MATERIAL FOR THIS EXERCISE section start

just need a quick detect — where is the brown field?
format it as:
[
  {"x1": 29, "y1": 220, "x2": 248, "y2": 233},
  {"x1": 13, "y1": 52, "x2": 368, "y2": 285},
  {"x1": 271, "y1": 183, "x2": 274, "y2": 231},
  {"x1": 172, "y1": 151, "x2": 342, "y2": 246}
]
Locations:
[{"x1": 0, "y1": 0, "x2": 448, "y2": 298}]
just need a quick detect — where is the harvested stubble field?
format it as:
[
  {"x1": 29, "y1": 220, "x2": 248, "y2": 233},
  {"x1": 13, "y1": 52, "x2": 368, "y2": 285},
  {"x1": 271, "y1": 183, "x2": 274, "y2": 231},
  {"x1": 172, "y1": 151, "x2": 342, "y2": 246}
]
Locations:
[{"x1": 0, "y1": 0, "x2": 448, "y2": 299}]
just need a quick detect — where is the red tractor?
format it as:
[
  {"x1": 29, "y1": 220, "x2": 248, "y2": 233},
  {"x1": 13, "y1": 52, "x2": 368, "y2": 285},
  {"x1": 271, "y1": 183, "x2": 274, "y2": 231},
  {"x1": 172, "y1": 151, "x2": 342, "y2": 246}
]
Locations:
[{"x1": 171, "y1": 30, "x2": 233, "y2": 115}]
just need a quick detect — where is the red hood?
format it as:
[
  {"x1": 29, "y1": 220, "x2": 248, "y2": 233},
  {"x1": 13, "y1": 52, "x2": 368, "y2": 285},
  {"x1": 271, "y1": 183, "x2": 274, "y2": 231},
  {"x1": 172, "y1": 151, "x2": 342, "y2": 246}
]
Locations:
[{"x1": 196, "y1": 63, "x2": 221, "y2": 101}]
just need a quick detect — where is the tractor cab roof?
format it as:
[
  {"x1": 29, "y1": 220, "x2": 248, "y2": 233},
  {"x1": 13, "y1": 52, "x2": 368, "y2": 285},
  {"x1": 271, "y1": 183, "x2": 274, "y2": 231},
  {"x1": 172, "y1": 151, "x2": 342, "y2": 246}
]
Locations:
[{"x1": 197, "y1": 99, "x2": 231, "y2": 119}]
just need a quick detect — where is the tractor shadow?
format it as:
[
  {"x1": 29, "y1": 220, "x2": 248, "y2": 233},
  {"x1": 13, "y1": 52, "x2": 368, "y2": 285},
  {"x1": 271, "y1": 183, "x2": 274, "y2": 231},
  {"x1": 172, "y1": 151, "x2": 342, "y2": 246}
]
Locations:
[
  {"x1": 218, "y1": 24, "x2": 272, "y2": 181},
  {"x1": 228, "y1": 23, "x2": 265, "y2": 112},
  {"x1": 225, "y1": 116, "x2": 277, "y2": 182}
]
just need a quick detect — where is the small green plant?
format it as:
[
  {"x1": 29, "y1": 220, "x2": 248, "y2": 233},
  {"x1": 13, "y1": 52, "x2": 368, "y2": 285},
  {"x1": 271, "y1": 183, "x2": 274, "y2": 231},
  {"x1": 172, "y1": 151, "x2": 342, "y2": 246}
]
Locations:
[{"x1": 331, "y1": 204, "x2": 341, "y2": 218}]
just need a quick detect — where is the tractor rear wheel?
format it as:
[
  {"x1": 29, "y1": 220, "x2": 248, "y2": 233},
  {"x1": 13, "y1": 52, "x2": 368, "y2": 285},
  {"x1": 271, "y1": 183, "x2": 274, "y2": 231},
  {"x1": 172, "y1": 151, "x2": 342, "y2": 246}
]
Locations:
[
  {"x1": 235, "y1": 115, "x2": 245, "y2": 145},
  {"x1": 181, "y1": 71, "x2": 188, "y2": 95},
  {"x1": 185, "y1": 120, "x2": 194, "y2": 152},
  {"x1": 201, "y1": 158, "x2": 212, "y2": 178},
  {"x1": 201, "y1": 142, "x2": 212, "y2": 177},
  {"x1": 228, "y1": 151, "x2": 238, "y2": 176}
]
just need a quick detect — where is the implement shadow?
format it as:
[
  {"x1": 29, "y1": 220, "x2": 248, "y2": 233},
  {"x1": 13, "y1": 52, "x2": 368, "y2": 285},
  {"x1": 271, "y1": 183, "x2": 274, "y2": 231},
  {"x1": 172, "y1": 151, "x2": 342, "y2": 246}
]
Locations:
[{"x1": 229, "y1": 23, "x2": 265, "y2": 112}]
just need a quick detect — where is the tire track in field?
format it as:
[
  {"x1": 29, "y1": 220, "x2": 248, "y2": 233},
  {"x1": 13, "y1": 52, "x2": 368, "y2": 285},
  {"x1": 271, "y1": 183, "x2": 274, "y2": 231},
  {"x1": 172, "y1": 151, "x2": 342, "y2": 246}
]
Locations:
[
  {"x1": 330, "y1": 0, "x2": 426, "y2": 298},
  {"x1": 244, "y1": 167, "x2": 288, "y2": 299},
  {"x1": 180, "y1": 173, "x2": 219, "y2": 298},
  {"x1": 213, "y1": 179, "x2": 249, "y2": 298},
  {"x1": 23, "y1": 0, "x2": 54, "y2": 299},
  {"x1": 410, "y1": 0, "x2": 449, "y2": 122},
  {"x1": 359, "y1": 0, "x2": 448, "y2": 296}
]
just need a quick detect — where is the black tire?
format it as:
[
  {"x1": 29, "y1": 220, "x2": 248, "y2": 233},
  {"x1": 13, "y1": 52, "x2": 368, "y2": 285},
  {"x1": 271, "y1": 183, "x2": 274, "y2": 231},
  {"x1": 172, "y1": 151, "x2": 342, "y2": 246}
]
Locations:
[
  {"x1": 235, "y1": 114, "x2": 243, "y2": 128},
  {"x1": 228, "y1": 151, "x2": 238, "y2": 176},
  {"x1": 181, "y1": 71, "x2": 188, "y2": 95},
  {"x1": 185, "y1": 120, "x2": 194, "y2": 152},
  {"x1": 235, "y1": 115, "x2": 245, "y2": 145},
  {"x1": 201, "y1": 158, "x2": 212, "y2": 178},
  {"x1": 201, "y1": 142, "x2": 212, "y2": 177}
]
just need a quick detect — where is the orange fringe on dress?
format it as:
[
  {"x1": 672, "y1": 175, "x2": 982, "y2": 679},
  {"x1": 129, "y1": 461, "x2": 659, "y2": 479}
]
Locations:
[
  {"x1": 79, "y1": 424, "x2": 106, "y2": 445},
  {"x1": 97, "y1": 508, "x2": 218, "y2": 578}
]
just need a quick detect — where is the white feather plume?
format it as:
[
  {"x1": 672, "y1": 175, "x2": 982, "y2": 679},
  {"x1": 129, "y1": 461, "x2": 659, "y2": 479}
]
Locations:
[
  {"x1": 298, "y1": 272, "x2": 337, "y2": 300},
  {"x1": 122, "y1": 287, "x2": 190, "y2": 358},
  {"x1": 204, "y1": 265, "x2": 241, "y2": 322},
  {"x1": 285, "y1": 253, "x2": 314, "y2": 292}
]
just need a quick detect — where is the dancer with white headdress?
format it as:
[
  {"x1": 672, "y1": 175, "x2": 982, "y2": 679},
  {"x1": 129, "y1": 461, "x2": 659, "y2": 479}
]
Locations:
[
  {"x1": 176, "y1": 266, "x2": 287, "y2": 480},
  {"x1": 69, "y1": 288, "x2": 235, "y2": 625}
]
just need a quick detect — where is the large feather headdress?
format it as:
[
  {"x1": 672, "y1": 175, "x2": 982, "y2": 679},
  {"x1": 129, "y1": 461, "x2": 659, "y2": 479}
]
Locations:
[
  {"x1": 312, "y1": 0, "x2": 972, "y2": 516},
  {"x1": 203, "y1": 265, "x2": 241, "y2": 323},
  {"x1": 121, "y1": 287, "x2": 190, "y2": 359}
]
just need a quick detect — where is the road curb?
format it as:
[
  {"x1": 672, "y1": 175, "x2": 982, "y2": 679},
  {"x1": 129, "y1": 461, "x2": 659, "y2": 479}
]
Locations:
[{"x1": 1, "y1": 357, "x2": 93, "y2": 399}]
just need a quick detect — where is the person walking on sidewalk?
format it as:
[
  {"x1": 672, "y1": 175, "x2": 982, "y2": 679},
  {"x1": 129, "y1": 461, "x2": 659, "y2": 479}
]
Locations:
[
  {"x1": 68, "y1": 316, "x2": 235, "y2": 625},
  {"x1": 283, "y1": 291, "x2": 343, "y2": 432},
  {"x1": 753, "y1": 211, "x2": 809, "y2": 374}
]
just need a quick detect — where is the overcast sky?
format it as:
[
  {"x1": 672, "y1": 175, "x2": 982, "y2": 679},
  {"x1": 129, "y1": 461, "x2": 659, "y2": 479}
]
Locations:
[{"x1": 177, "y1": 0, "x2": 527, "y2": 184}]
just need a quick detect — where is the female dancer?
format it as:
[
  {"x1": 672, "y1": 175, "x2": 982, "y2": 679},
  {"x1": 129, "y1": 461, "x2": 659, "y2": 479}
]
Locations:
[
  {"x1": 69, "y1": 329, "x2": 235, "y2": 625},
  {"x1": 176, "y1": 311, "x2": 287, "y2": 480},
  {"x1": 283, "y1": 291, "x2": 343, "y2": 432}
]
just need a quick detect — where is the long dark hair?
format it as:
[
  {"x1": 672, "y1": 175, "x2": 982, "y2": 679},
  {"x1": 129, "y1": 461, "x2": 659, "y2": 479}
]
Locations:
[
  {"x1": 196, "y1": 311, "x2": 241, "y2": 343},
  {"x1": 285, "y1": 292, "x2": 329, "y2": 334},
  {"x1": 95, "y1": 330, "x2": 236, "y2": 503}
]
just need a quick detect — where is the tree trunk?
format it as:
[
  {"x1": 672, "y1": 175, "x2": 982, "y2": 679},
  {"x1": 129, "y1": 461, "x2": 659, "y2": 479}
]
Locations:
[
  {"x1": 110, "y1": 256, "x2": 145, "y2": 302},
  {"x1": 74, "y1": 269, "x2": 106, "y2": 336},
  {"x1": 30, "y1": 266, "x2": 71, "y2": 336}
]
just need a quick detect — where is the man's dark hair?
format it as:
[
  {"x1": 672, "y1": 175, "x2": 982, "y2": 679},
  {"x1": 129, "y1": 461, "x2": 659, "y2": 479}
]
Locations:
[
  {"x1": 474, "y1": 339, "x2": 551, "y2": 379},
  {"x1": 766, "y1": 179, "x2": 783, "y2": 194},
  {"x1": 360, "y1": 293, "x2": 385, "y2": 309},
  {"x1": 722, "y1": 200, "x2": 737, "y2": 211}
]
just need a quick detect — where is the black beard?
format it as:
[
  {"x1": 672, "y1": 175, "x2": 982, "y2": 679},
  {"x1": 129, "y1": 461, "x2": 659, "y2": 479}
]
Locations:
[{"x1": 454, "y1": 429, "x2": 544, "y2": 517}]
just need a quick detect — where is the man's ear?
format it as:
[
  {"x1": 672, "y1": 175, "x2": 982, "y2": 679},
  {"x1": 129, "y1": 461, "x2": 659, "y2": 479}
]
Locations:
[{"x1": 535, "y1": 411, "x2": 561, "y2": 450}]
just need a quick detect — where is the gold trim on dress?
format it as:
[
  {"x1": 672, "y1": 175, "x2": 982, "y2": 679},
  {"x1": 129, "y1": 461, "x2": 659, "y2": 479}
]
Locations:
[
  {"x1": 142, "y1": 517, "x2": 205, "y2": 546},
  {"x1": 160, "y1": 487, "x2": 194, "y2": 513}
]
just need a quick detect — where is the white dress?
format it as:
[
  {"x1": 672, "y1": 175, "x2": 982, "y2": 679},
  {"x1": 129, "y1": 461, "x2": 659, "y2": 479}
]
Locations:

MATERIAL FOR THIS EXERCISE section end

> WORK ORDER
Answer with one number only, the count of lines in the material above that hold "dancer".

> EXERCISE RESULT
2